Fujifilm · ISO 250 Cinema

Fujifilm Eterna 250T 8563

Cinema ISO 250 Discontinued Motion picture tungsten cine · fine grain · cool palette · remjet

Same caveat as the 250D entry, in reverse. This slug is 8563, but Fujifilm's catalog assigns 8563 to Eterna 250D (daylight). Eterna 250T (tungsten) is stock number 8553/8653. The body that follows describes the tungsten-balanced 250T because that is what the slug name asks for. A can labeled 8563 in your freezer is the daylight version.

Eterna 250T arrived in 2006 as Fujifilm's mid-speed tungsten cinema negative, balanced for 3200K and rated at ISO 250 under tungsten. Pop an 85 conversion filter on it for daylight and you lose two-thirds of a stop, putting it at ISO 160 in sun. Same Super Nano Structure grain tech as the rest of the late Eterna line. Same March 31, 2013 production death alongside everything else Fujifilm made for cinema.

__Excerpted data__.
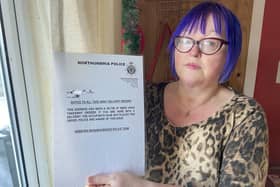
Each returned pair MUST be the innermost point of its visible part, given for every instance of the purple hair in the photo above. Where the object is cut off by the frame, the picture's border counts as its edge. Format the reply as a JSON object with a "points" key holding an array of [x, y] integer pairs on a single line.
{"points": [[197, 18]]}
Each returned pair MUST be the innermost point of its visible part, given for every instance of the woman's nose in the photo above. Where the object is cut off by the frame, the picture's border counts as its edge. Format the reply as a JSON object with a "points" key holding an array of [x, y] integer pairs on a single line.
{"points": [[195, 51]]}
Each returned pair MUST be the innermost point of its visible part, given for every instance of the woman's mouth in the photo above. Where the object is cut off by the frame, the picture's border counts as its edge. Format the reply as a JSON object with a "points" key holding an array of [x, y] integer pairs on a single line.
{"points": [[192, 66]]}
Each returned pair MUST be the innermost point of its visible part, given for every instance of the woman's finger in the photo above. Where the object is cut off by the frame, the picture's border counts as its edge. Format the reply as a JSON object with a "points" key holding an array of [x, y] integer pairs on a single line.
{"points": [[99, 179]]}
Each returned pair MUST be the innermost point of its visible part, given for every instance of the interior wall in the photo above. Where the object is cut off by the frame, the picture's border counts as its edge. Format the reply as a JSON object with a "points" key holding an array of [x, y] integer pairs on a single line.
{"points": [[267, 91]]}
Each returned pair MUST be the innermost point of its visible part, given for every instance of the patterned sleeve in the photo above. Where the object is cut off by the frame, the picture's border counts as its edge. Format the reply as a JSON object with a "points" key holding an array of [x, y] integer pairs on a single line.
{"points": [[245, 156]]}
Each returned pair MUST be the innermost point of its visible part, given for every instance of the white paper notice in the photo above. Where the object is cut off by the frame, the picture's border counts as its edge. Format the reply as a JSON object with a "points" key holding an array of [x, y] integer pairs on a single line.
{"points": [[99, 116]]}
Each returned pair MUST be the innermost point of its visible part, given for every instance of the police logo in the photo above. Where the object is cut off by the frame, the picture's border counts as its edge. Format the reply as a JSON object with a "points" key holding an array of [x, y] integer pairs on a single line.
{"points": [[131, 69]]}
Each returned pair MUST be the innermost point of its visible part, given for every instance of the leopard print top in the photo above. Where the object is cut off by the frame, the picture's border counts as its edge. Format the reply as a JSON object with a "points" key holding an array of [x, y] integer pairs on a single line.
{"points": [[230, 148]]}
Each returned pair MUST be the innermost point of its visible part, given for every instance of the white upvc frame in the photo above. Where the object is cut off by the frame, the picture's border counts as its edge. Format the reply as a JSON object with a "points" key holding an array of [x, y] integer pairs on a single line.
{"points": [[26, 96], [254, 47]]}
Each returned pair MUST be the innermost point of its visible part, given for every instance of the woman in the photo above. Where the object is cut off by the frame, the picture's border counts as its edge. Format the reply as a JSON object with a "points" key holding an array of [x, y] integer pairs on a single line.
{"points": [[200, 133]]}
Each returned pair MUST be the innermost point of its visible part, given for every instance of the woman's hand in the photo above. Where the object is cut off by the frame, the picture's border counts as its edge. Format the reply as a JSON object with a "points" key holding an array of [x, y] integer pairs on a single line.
{"points": [[120, 179]]}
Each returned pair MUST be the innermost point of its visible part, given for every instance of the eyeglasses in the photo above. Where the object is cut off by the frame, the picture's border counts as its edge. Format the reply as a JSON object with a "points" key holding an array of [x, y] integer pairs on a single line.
{"points": [[208, 46]]}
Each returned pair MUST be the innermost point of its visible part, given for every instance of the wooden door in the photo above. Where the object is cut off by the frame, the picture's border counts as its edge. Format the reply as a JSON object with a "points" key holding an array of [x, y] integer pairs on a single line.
{"points": [[155, 14]]}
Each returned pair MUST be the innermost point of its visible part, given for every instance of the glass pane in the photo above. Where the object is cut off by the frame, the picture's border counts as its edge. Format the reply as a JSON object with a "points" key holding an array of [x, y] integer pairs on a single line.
{"points": [[8, 169]]}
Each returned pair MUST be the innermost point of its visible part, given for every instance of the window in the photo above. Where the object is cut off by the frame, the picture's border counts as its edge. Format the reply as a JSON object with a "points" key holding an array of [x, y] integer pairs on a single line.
{"points": [[18, 166]]}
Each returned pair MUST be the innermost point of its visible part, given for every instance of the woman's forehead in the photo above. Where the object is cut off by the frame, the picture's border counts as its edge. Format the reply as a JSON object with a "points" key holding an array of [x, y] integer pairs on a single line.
{"points": [[206, 27]]}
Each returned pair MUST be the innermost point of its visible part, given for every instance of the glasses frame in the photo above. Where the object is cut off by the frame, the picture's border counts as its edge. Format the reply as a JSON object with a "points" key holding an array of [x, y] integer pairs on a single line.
{"points": [[197, 42]]}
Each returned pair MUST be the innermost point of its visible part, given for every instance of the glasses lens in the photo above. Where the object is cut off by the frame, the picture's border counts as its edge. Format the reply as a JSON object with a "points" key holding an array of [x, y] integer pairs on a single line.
{"points": [[183, 44], [209, 45]]}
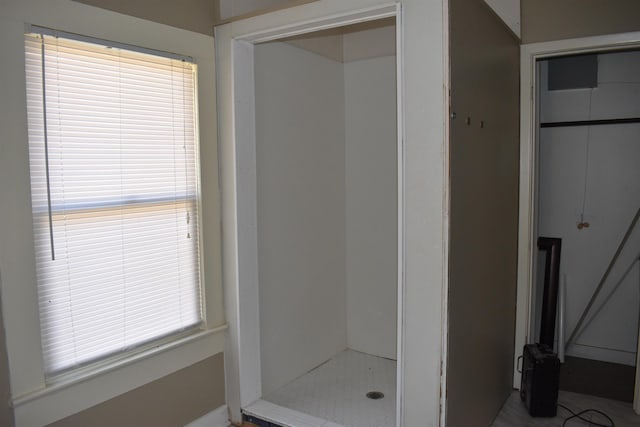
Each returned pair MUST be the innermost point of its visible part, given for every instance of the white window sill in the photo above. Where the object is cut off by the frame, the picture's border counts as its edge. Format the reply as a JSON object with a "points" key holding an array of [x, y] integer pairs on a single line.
{"points": [[64, 398]]}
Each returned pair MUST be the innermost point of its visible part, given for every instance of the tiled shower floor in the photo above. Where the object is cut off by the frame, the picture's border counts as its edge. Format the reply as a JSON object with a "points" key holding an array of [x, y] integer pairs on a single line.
{"points": [[334, 394]]}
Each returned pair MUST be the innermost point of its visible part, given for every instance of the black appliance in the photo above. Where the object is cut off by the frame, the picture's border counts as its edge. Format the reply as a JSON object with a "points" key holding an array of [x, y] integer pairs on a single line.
{"points": [[540, 365]]}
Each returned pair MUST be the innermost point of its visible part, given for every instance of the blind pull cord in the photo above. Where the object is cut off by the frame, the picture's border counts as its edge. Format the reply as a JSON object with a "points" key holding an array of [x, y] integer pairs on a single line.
{"points": [[46, 152]]}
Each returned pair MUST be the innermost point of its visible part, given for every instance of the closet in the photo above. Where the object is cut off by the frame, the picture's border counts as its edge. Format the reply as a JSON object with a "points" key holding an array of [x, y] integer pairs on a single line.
{"points": [[588, 195], [326, 186]]}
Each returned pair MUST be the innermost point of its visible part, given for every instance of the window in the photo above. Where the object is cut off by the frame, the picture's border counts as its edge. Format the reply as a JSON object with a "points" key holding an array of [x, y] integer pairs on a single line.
{"points": [[113, 164]]}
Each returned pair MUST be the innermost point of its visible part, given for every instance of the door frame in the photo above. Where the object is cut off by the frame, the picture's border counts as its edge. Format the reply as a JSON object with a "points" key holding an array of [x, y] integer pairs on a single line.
{"points": [[529, 54], [422, 63]]}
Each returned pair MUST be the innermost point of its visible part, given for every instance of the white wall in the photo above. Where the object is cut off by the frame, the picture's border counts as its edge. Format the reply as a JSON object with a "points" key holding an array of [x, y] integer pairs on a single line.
{"points": [[371, 205], [612, 198], [327, 207], [300, 130]]}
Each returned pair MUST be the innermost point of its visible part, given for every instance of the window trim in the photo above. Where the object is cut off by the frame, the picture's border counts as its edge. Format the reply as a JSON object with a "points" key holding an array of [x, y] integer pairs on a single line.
{"points": [[60, 48], [35, 402]]}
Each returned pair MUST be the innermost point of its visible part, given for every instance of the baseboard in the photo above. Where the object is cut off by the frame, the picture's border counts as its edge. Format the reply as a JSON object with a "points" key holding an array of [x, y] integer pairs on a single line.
{"points": [[219, 417]]}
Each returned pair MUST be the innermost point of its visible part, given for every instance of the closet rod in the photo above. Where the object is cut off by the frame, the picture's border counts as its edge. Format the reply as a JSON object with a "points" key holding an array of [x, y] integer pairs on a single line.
{"points": [[590, 122]]}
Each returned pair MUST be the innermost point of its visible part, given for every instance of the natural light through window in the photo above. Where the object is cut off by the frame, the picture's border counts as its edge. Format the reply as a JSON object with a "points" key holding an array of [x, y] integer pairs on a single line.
{"points": [[114, 179]]}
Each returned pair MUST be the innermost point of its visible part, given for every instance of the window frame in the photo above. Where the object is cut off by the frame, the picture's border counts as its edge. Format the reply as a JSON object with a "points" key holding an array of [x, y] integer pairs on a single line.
{"points": [[35, 402], [48, 41]]}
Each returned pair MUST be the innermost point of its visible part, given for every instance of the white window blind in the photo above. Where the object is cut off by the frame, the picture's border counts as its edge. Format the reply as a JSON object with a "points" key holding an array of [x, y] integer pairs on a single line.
{"points": [[113, 158]]}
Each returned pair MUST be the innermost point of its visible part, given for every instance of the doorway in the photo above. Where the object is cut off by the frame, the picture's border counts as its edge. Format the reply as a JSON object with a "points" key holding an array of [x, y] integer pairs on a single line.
{"points": [[326, 165], [310, 164], [539, 203]]}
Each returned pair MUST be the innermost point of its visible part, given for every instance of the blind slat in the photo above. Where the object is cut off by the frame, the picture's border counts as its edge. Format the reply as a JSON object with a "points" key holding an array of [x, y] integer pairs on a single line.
{"points": [[122, 167]]}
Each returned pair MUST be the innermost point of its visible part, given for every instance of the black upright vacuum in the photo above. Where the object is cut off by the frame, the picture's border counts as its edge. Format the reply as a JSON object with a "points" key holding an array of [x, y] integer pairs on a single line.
{"points": [[540, 365]]}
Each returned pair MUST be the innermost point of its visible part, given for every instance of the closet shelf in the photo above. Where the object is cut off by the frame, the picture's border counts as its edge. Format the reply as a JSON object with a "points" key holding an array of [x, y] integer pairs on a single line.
{"points": [[590, 122]]}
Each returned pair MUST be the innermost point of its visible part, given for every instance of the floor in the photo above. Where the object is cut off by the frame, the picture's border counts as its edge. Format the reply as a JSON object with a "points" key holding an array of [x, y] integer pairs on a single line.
{"points": [[514, 414], [334, 395]]}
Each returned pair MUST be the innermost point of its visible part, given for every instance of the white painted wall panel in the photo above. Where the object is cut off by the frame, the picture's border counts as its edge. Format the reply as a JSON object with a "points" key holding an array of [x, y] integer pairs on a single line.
{"points": [[612, 198], [300, 130], [371, 205]]}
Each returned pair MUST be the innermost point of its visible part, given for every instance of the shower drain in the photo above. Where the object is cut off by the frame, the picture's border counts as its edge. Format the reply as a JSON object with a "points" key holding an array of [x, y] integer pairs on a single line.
{"points": [[375, 395]]}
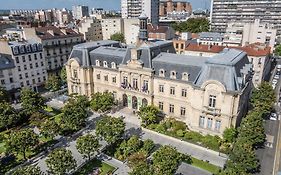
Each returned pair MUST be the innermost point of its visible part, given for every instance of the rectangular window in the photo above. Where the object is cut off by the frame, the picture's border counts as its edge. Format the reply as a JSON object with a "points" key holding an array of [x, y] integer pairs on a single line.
{"points": [[98, 76], [161, 88], [135, 83], [212, 101], [172, 108], [172, 90], [182, 111], [183, 92], [106, 78], [209, 123], [113, 79], [201, 121], [161, 105], [217, 125]]}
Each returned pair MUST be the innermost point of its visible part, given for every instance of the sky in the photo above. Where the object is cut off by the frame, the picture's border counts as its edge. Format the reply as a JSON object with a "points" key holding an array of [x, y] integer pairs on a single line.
{"points": [[106, 4]]}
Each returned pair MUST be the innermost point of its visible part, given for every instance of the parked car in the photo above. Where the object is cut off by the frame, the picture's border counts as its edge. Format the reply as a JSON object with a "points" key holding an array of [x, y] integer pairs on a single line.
{"points": [[274, 81], [273, 116]]}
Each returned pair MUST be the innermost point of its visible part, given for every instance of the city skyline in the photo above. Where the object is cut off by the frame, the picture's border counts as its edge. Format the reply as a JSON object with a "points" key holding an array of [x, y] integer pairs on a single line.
{"points": [[106, 4]]}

__Exercise details__.
Copy the Eterna 250T entry word for word, starting at "Fujifilm · ISO" and ending at "the daylight version.".

__Solution for this task__.
Fujifilm · ISO 250 Cinema

Fujifilm Eterna 250T 8563

Cinema ISO 250 Discontinued Motion picture tungsten cine · fine grain · cool palette · remjet

Same caveat as the 250D entry, in reverse. This slug is 8563, but Fujifilm's catalog assigns 8563 to Eterna 250D (daylight). Eterna 250T (tungsten) is stock number 8553/8653. The body that follows describes the tungsten-balanced 250T because that is what the slug name asks for. A can labeled 8563 in your freezer is the daylight version.